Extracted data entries
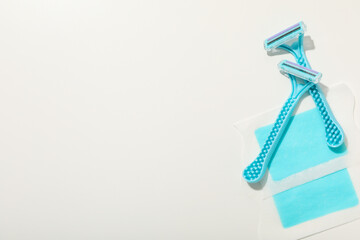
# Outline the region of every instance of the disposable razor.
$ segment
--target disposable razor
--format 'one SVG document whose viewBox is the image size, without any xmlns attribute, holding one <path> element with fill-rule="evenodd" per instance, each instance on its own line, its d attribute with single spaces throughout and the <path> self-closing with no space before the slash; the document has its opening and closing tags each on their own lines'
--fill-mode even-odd
<svg viewBox="0 0 360 240">
<path fill-rule="evenodd" d="M 305 24 L 299 22 L 285 30 L 269 37 L 264 42 L 266 51 L 272 51 L 274 49 L 282 49 L 291 53 L 296 62 L 308 69 L 311 69 L 309 61 L 306 58 L 305 50 L 303 46 L 304 32 L 306 30 Z M 296 40 L 293 44 L 288 43 L 291 40 Z M 340 124 L 336 121 L 326 98 L 321 91 L 319 85 L 313 85 L 309 89 L 309 93 L 315 101 L 316 107 L 324 121 L 326 142 L 329 147 L 339 147 L 344 142 L 344 131 Z"/>
<path fill-rule="evenodd" d="M 296 104 L 306 91 L 319 82 L 322 76 L 317 71 L 287 60 L 280 62 L 278 67 L 280 72 L 290 79 L 292 91 L 282 107 L 259 155 L 243 172 L 243 177 L 249 183 L 256 183 L 264 176 Z"/>
</svg>

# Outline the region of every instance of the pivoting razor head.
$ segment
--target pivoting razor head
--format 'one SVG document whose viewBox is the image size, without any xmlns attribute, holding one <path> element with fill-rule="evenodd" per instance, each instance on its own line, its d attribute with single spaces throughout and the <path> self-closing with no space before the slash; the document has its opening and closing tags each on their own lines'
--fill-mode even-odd
<svg viewBox="0 0 360 240">
<path fill-rule="evenodd" d="M 318 83 L 322 77 L 321 73 L 288 60 L 281 61 L 278 67 L 280 72 L 286 76 L 293 75 L 312 83 Z"/>
<path fill-rule="evenodd" d="M 286 28 L 285 30 L 267 38 L 264 42 L 264 47 L 266 51 L 271 51 L 272 49 L 298 37 L 301 34 L 304 34 L 306 26 L 303 22 L 299 22 L 291 27 Z"/>
</svg>

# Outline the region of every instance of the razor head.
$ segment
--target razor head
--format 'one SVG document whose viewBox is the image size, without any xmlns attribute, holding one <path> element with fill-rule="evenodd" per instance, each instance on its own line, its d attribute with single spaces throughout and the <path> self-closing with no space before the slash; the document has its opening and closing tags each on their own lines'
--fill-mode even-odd
<svg viewBox="0 0 360 240">
<path fill-rule="evenodd" d="M 299 64 L 290 62 L 288 60 L 281 61 L 278 67 L 280 72 L 288 77 L 289 75 L 293 75 L 315 84 L 318 83 L 322 77 L 320 72 L 300 66 Z"/>
<path fill-rule="evenodd" d="M 299 35 L 304 34 L 305 30 L 305 24 L 303 22 L 299 22 L 267 38 L 264 42 L 264 48 L 266 51 L 271 51 L 272 49 L 298 37 Z"/>
</svg>

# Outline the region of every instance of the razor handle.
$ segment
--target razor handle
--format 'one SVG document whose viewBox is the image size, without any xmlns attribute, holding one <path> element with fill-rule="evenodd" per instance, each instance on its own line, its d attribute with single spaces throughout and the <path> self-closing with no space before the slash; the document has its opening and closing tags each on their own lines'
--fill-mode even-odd
<svg viewBox="0 0 360 240">
<path fill-rule="evenodd" d="M 285 102 L 259 155 L 243 172 L 247 182 L 256 183 L 264 176 L 299 99 L 300 96 L 289 97 Z"/>
<path fill-rule="evenodd" d="M 302 50 L 299 53 L 300 57 L 295 57 L 299 65 L 311 68 L 309 61 Z M 329 104 L 321 91 L 320 86 L 314 85 L 309 89 L 309 94 L 314 99 L 315 105 L 320 113 L 320 116 L 325 125 L 326 143 L 329 147 L 340 147 L 345 140 L 345 134 L 340 124 L 336 121 L 334 114 L 331 111 Z"/>
<path fill-rule="evenodd" d="M 330 106 L 326 101 L 324 93 L 316 85 L 309 89 L 309 93 L 314 99 L 321 118 L 325 125 L 326 142 L 329 147 L 339 147 L 344 143 L 344 132 L 340 124 L 336 121 Z"/>
</svg>

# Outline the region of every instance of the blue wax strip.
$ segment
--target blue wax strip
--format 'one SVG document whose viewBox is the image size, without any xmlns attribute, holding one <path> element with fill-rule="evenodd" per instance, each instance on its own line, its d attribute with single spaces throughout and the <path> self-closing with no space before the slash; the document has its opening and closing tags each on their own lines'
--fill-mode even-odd
<svg viewBox="0 0 360 240">
<path fill-rule="evenodd" d="M 358 205 L 347 169 L 273 196 L 284 228 Z"/>
<path fill-rule="evenodd" d="M 324 123 L 316 108 L 297 114 L 290 121 L 269 164 L 274 181 L 347 154 L 345 144 L 338 148 L 328 147 Z M 255 131 L 260 147 L 264 145 L 272 126 L 267 125 Z"/>
</svg>

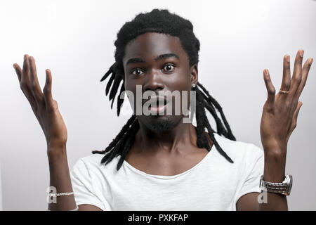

Task goal »
Pull out each line of the data above that contains the word "Outline". Case matters.

Solution to this problem »
# Outline the region of every instance of the disposable razor.
# Outline the region of every instance of the pivoting razor head.
# Outline the region of every instance of the razor head.
# Outline the region of every instance of the razor handle.
# Outline the region of every instance of the blue wax strip.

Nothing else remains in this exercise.